**YOUR GOAL**
Copy the text on Kasper Nielsen's handball career below word for word, in full.

**TEXT UNDER STUDY**

Danish team handball player (born 1975)

Kasper Nielsen (born 9 June 1975) is a Danish former team handball player. He is a two-times European Champion by winning both the 2008 and the 2012 European Men's Handball Championships with the Danish national handball team. He is known as a defense specialist.

He participated at the 2008 Summer Olympics in Beijing, where the Danish team placed seventh, and the 2012 Summer Olympics in London where the team came sixth.

Today he works as a plumber.

== Career ==
Nielsen started playing handball at Team Helsinge. In 1995 he joined Helsingør IF and in 1997 GOG. Here he won the Danish Championship in 1998, 2000 and 2004. In the 2001-02 he joined German SG Flensburg-Handewitt for a single season and in 2005 he joined them for three seasons. In the 2006-07 season he reached the final of the Champions League, where Flensburg lost to arch-rivals THW Kiel.

When GOG was administratively relegated in 2010, he joined nearby 2nd tier team Faaborg HK.

Before the 2011-12 season he signed a contract with Bjerringbro-Silkeborg Håndbold. In his first season at the club, BSV reached the final of the Danish Championship, but lost to AG København.

From August to December 2014 he signed for Füchse Berlin to replace the injured Denis Spoljaric. In January 2015 he signed for TBV Lemgo for the rest of the season. He then joined Danish Ribe-Esbjerg HH in September 2015.

After the 2015-16 season he retired, but he reactivated his career at the second tier side Ajax København. After the 2016-17 he retired for a second time, but once again he came back to the court to rejoin Ribe-Esbjerg HH. In the 2018-19 season at the age of 43 he rejoined Ajax København.

Point-per-instance localization data:
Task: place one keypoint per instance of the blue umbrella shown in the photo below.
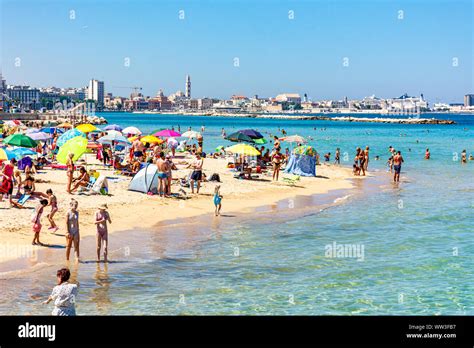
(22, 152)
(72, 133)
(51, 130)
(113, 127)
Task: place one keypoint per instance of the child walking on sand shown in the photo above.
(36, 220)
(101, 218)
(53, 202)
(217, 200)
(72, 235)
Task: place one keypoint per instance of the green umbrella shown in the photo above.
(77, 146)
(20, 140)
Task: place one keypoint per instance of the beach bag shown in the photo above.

==

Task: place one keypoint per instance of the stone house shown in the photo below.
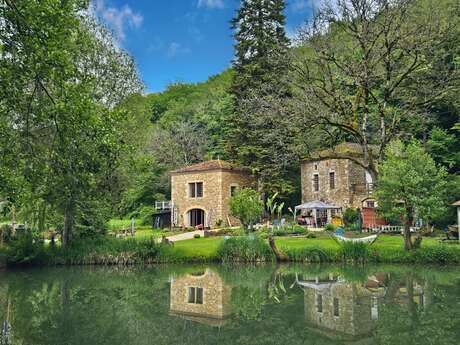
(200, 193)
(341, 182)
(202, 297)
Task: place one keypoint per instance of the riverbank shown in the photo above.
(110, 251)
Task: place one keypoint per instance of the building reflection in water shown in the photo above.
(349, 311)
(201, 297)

**RESULT OF THIS EXERCISE**
Danish team handball player (born 1975)

Kasper Nielsen (born 9 June 1975) is a Danish former team handball player. He is a two-times European Champion by winning both the 2008 and the 2012 European Men's Handball Championships with the Danish national handball team. He is known as a defense specialist.

He participated at the 2008 Summer Olympics in Beijing, where the Danish team placed seventh, and the 2012 Summer Olympics in London where the team came sixth.

Today he works as a plumber.

== Career ==
Nielsen started playing handball at Team Helsinge. In 1995 he joined Helsingør IF and in 1997 GOG. Here he won the Danish Championship in 1998, 2000 and 2004. In the 2001-02 he joined German SG Flensburg-Handewitt for a single season and in 2005 he joined them for three seasons. In the 2006-07 season he reached the final of the Champions League, where Flensburg lost to arch-rivals THW Kiel.

When GOG was administratively relegated in 2010, he joined nearby 2nd tier team Faaborg HK.

Before the 2011-12 season he signed a contract with Bjerringbro-Silkeborg Håndbold. In his first season at the club, BSV reached the final of the Danish Championship, but lost to AG København.

From August to December 2014 he signed for Füchse Berlin to replace the injured Denis Spoljaric. In January 2015 he signed for TBV Lemgo for the rest of the season. He then joined Danish Ribe-Esbjerg HH in September 2015.

After the 2015-16 season he retired, but he reactivated his career at the second tier side Ajax København. After the 2016-17 he retired for a second time, but once again he came back to the court to rejoin Ribe-Esbjerg HH. In the 2018-19 season at the age of 43 he rejoined Ajax København.